# Extrait à lire
- - - - -

Merde alors !

J’espère que vous me pardonnerez cette exclamation pour le moins vulgaire ou grossière, au choix, quand vous aurez lu ce billet…

Si j’en crois toutes les expressions auxquelles est associé ce gros excrément de l’homme, appelée aussi matière fécale, elle a une place importante dans notre vie, pour exemple :

Semer la merde, foutre la merde, se prendre pour de la merde, être dans la merde, avoir de la merde dans les yeux, couvrir quelqu’un de merde, avoir le nez dans sa merde, on a un œil qui dit merde à l’autre, être fouille-merde…

Il est temps de lui rendre ses lettres de noblesse, que Cambronne à lui tout seul n’a pas su lui donner !

C’est une matière composée à 85 % de cellulose et de fibres musculaires non digestibles, de 5 % d’azote, 3 % de phosphore, 2 % de potassium. Au XVIIe siècle, on s’intéresse aux excréments, le livre « la pharmacie de la merde » étudie les possibilités de guérison qu’ils offrent. Aujourd’hui, son observation informe sur la santé, c’est un matériel clé pour de nombreux diagnostics, biochimique, parasitologie, virologie, bactériologie.

Depuis l’Antiquité, les excréments ont été utilisés comme engrais agricoles, souvent considérés comme les meilleurs ! Jusqu’à la fin du XIXe siècle les déchets des villes étaient récupérés dans les campagnes, les engrais chimiques ont tué cette synergie ville campagne.

Jusqu’au XVIIIe siècle c’était à chacun sa merde, puis c’est devenu un problème de collectivité sur l’impulsion du baron Haussmann, en 1887, on a commencé à créer le tout-à-l’égout, pour en venir à une obligation d’assainissement individuel avec les fosses septiques, puisque jusqu’en 1992 20 % de la population n’avait pas de solution d’assainissement. À partir de 1960, les stations d’épuration vont aider au recyclage de ces matières qui possèdent un potentiel énergétique et nutritif intéressant. Mais il y a un sérieux blocage psychologique pour les utiliser au maximum, le principal débouché c’est leur transformation en eau.

- - - - -

# Documents sources
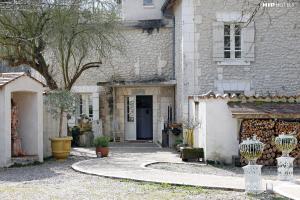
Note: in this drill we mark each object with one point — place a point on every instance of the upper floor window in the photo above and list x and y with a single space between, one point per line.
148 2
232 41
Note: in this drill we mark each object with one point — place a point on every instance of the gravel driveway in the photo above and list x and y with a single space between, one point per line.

- - - - -

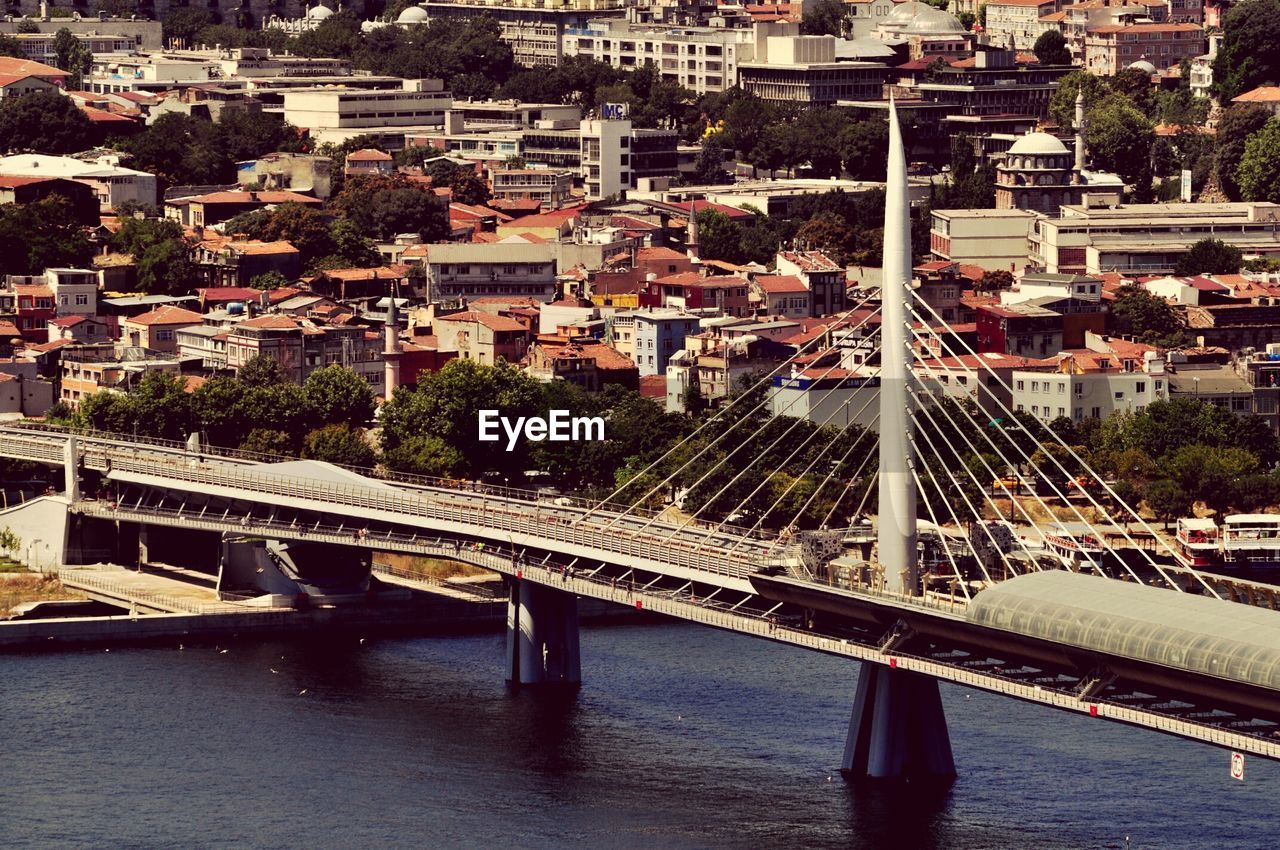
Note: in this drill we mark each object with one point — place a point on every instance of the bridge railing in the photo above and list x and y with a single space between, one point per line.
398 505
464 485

- - - - -

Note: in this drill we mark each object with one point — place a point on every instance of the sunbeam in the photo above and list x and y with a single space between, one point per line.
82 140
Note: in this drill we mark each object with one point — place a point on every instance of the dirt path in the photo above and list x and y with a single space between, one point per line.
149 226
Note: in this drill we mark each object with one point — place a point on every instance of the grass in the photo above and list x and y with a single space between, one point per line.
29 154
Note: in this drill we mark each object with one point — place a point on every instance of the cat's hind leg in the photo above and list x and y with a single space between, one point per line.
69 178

- - - - -

# Consigne de travail 1
Pour chacune des affirmations suivantes, dites si elle s’accorde avec le billet sur les excréments, en répondant par oui ou par non et en citant les mots du texte qui tranchent. (a) La matière fécale contient 5 % d’azote. (b) Les engrais chimiques ont renforcé les échanges entre la ville et la campagne. (c) Le principal débouché de ces matières est leur transformation en engrais.
# Consigne de travail 2
Rédigez la suite du billet sur les excréments en reprenant après sa dernière phrase.

# Réponse attendue 1
(a) Oui : « de 5 % d’azote ».
(b) Non : « les engrais chimiques ont tué cette synergie ville campagne ».
(c) Non : « le principal débouché c’est leur transformation en eau ».

# Réponse attendue 2
Le principe est simple : les déchets sont chauffés, on recueille la vapeur, on filtre pour obtenir de l’eau potable, les résidus sont brûlés, leur fumée approvisionne un générateur d’électricité, la machine s’autoalimente.

Ces mêmes résidus peuvent devenir des matériaux de construction une fois séchés en briques, ou ajoutés à du ciment, en Suisse on récupère les cendres pour extraire le phosphore transformé ensuite en engrais. Au Rwanda, les prisons sont alimentées en énergie à partir des excréments des détenus transformés en biogaz inodore. En Israël, les eaux usées deviennent de la pâte à papier exportée jusqu’au Mexique et en Hongrie. À Bristol, « les biobus » circulent grâce aux excréments humains après retraitement des eaux usées.

La NASA s’en occupe pour le confort de ses astronautes dans l’espace, les seules choses nocives qu’elle contient ce sont des restes de médicaments, une fois retirés, on obtient un fertilisant parfait, c’est presque un cycle fermé !

En ces temps d’urgence d’économie d’énergie, peut-être que le kit individuel de recyclage de ses excréments, proposé par la start-up « Univers-selle », prendra-t-il l’extension qu’il mérite, je vous avais prévenu, notre caca vaut déjà de l’or et mérite bien sa réhabilitation.